■ Task item
Write the records out again, exactly as they stand below.
# # # # #
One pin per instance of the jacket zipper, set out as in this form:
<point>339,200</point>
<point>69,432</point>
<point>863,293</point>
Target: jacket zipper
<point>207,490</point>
# # # # #
■ Response box
One pin per instance of the jacket zipper, set out as in this form:
<point>339,200</point>
<point>69,432</point>
<point>863,293</point>
Target: jacket zipper
<point>207,490</point>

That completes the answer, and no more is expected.